▸ Exercise prompt
Could each entry below be printed again exactly as given?

▸ Given information
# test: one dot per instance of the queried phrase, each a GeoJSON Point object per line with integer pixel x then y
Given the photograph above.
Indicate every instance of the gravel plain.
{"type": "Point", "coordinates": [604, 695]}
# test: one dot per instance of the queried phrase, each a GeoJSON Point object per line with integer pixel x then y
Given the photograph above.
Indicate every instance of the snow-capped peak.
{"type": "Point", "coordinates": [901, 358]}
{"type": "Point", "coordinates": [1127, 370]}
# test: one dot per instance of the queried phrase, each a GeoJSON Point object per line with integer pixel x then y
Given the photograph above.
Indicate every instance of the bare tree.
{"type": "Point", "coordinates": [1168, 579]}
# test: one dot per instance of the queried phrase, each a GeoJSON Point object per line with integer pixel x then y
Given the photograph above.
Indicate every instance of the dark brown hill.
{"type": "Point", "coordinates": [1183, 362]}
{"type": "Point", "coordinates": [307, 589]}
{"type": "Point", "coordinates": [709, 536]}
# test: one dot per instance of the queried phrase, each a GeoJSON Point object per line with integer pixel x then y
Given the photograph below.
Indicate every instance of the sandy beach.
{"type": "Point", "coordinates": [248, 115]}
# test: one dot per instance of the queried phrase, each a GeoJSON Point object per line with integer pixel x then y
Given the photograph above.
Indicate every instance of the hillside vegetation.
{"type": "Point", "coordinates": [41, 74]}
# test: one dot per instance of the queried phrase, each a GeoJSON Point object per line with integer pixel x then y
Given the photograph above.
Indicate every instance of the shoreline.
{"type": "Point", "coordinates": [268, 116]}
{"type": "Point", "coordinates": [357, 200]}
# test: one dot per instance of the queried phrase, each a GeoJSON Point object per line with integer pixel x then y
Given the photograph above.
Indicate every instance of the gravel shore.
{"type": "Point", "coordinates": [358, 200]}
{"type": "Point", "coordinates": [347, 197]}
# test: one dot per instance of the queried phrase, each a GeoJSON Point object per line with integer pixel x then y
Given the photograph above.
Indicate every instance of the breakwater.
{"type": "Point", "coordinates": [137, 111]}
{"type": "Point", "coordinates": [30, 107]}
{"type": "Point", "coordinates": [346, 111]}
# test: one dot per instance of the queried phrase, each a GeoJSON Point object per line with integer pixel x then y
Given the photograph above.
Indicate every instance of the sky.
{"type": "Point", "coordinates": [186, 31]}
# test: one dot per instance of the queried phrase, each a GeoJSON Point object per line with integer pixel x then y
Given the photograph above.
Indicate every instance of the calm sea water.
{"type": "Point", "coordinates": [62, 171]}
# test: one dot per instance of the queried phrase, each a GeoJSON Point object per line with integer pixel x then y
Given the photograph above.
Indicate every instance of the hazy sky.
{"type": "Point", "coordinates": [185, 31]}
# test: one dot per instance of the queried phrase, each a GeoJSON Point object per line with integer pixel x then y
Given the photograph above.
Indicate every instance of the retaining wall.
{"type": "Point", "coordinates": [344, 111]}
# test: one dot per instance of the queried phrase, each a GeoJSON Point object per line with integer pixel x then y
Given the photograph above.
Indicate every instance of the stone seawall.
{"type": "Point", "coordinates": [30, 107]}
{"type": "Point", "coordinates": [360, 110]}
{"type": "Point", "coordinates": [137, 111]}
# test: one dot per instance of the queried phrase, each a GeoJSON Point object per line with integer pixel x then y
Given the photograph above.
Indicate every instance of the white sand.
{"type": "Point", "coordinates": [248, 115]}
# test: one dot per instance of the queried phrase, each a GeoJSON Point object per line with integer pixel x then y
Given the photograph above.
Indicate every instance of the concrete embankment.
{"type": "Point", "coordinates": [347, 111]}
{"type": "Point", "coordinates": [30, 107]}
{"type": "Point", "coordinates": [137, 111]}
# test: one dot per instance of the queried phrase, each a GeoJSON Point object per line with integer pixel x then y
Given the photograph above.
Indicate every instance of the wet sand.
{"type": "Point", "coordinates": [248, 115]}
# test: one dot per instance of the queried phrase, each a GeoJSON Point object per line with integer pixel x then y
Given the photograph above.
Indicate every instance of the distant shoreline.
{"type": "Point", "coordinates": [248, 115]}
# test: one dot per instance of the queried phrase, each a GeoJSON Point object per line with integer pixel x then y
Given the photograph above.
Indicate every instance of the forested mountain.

▸ Task result
# test: one dot per instance of the queried phrase, each a GeoJSON Point object per line with integer pixel x then y
Given the photograph above.
Indicate every instance of the gravel plain.
{"type": "Point", "coordinates": [604, 695]}
# test: one dot per instance of the queried phrase, each a GeoJSON Point object per line with integer pixel x then y
Given the photograph above.
Indicate every instance of the snow-capped peak.
{"type": "Point", "coordinates": [901, 358]}
{"type": "Point", "coordinates": [1127, 370]}
# test: one dot per instance of the queried phrase, each a GeoJSON Point object per line with integer pixel x then y
Given the photograph above.
Indicate every instance of the bare tree.
{"type": "Point", "coordinates": [1168, 579]}
# test: one dot per instance of the queried phrase, each a GeoJSON Point object per line with integer pixel x then y
Given the photograph above.
Indicate every instance of the dark brown hill.
{"type": "Point", "coordinates": [1183, 362]}
{"type": "Point", "coordinates": [307, 589]}
{"type": "Point", "coordinates": [709, 536]}
# test: one dot per instance of the queried phrase, each a GeoJSON Point object per line with integer pixel x then y
Given the photograph below.
Indicate every instance of the sandy beach.
{"type": "Point", "coordinates": [248, 115]}
# test: one dot per instance of the queried phrase, each a GeoJSON Point object per line with integer pixel x then y
Given the photograph above.
Indicate every instance of the hillside vegetation.
{"type": "Point", "coordinates": [41, 74]}
# test: one dot per instance of the queried phrase, each a GeoJSON Point object per line with integer pixel x then y
Given the photograph above.
Indicate every instance of the shoreline.
{"type": "Point", "coordinates": [268, 116]}
{"type": "Point", "coordinates": [357, 200]}
# test: one dot per instance of the queried phrase, each a GeoJSON Point object per line with integer pixel x then y
Given the photograph above.
Indicate every instance of the gravel shore.
{"type": "Point", "coordinates": [358, 200]}
{"type": "Point", "coordinates": [347, 197]}
# test: one dot per instance of the queried phrase, each a GeoJSON Point object per line with integer pixel x then y
Given the photograph above.
Indicate every instance of the breakwater.
{"type": "Point", "coordinates": [137, 111]}
{"type": "Point", "coordinates": [30, 107]}
{"type": "Point", "coordinates": [346, 111]}
# test: one dot per instance of the queried phrase, each a GeoJSON Point object per line with integer pixel x then y
Given the photograph above.
Indicate every instance of the sky.
{"type": "Point", "coordinates": [186, 31]}
# test: one dot per instance of the queried phrase, each a GeoJSON Point object per line with integer pixel x then y
Given the photograph above.
Indicate every instance of the calm sea water.
{"type": "Point", "coordinates": [62, 171]}
# test: one dot per instance of the queried phrase, each a GeoJSON Point object per line with integer pixel x then y
Given the photograph above.
Indicate every instance of the hazy sky.
{"type": "Point", "coordinates": [185, 31]}
# test: one dot per instance of the queried phrase, each a GeoJSON Point object per line with integer pixel x then y
Given the photograph above.
Indicate every instance of the retaining wall.
{"type": "Point", "coordinates": [344, 111]}
# test: one dot per instance of the queried phrase, each a GeoJSON Point object per line with integer pixel x then y
Given the photograph above.
Indicate every instance of the stone seawall.
{"type": "Point", "coordinates": [30, 107]}
{"type": "Point", "coordinates": [360, 110]}
{"type": "Point", "coordinates": [137, 111]}
# test: one dot per instance of the queried phrase, each a GeoJSON Point object per line with integer pixel x then y
Given the photograph above.
Indicate every instance of the white sand.
{"type": "Point", "coordinates": [248, 115]}
# test: one dot per instance of the queried phrase, each a GeoJSON Point object per line with integer pixel x then y
Given the photograph above.
Indicate every instance of the concrete embankment.
{"type": "Point", "coordinates": [347, 111]}
{"type": "Point", "coordinates": [30, 107]}
{"type": "Point", "coordinates": [137, 111]}
# test: one dot per instance of the queried phrase, each a GeoJSON Point object per line with integer pixel x then y
Given the photograph above.
Indicate every instance of the wet sand.
{"type": "Point", "coordinates": [248, 115]}
# test: one dot per instance of the queried phrase, each a GeoJSON Point object per line with integer pixel x then y
Given the photograph above.
Indicate every instance of the distant shoreline.
{"type": "Point", "coordinates": [248, 115]}
# test: one dot per instance of the queried phrase, each a GeoJSON Point object per line with integer pixel x then y
Given the photograph above.
Indicate every instance of the forested mountain.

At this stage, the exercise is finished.